Text:

☆ ☆ ☆ ☆

It appears to me that these last two are identical—and I would guess that the scans that appear on the BL website are the same digital files used in the production of the Bärenreiter volume.  (I gladly acknowledge that it was Donald Burrows’s commentary in the new Bärenreiter facsimile that drew my attention to the doctored Chrysander facsimile, and to these details particularly.)  The text in the new BL scan is replete with the blotches and blains that Chrysander so painstakingly removed.  But in his clean-up, Chrysander changed the text:  his fourth note is clearly on the fourth line (a C# in the tenor clef), where the blotted version reproduced in the later scan extends well into the fourth space—and that D is confirmed by the doubling in the viola line (which had no blot and so did not need to be cleaned):

Source:  viola line of Chrysander facsimile, as above; this is in alto clef
This D is the reading Chysander ultimately adopted in his edition of the work, with no comment about the apparent discrepancy in his facsimile.

Speaking of the blotchiest bar in the tenor line here (b. 119), Max Seiffert (who, after Chrysander’s death in 1901, brought the edition of Messiah through the press) comments
Source:  screenshot of http://petrucci.mus.auth.gr/imglnks/usimg/0/0b/IMSLP17693-Handel_Messiah.pdf, p. x (pdf p.8).  Seiffert’s A = Handel’s composing score; O, G and H are copies by John Christopher Smith (O is the copy in the Bodleian, G is at the Morgan Library in New York, and H a subsequent copy that was acquired by Chrysander for the Hamburg library.  Why doesn’t Hamburg scan THAT for the IMSLP?).

Compare the two images of the composing score here (bb. 119-120 from “And the glory of the Lord”—Chrysander from IMSLP #414203 on the left; BL scan on the right):


John Tobin (who edited Messiah for the new Handel complete edition, the Hallische Händel-Ausgabe—a project to which I will have cause to return in later posts) reads Handel’s procedure here differently than Seiffert—but then again Seiffert may have only seen the score via the already doctored facsimile.  According to Tobin (who translates this into the treble clef):
Source:  scan of John Tobin, Handel’s Messiah:  A Critical Account of the Manuscript Sources and Printed Editions (1969), p. 190
“Obviously in error,” and it is easy enough to see how Handel’s copyist could make such an error.  Tobin’s putative original reading fits the blots which the BL scan shows, but would be less clear from the 1892 facsimile’s reading (even blotty as it remains in this instance).  Seiffert complete misses out the E.

☆ ☆ ☆ ☆

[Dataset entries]
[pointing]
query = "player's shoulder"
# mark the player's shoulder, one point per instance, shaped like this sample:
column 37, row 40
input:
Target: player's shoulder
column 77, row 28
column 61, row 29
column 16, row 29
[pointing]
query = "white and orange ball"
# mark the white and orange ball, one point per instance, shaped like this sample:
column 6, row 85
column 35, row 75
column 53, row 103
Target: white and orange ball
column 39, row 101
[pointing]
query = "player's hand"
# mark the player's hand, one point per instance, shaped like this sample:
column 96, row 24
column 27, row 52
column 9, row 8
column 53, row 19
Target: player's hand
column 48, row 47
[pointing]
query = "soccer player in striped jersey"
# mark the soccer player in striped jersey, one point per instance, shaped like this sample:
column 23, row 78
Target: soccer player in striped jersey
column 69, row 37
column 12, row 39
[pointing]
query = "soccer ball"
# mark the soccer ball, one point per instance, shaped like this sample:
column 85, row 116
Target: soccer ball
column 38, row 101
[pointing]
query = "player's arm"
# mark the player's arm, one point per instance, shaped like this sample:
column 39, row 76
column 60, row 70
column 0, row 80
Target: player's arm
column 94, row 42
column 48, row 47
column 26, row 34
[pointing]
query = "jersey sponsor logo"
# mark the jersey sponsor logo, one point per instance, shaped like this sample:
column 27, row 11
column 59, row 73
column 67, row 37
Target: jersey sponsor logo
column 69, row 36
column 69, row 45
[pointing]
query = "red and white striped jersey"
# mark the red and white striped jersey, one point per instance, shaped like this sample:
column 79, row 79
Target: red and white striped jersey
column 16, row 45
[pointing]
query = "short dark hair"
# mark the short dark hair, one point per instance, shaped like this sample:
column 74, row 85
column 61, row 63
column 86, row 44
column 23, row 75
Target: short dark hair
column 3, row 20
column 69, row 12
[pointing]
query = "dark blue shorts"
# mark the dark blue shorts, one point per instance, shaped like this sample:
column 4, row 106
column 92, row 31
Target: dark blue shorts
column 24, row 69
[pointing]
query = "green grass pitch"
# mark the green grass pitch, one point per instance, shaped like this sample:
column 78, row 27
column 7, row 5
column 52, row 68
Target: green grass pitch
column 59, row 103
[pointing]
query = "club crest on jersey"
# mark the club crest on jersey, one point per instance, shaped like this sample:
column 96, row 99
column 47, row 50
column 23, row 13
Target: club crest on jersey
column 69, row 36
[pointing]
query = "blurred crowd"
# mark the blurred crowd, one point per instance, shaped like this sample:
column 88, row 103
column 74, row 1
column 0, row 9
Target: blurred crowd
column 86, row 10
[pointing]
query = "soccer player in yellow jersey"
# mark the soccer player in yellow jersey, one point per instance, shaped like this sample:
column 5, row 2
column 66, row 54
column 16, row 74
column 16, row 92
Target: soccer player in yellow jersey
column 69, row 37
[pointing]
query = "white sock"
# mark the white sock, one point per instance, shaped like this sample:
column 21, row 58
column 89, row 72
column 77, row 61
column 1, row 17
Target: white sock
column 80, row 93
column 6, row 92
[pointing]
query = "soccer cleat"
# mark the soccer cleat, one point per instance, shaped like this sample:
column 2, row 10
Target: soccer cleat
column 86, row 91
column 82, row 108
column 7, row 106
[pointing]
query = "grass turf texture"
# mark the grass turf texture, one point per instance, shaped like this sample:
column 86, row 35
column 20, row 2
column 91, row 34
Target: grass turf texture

☆ ☆ ☆ ☆

Problem requirements: In the text on the Chrysander facsimile, why does the viola line confirm that the tenor note should be a D rather than the C# shown after Chrysander's clean-up? None of the rows are needed here.

Solution for this task: The viola line doubles the tenor at that point, and it shows a D. Because the viola line had no blot, it did not need to be cleaned, so Chrysander did not alter it.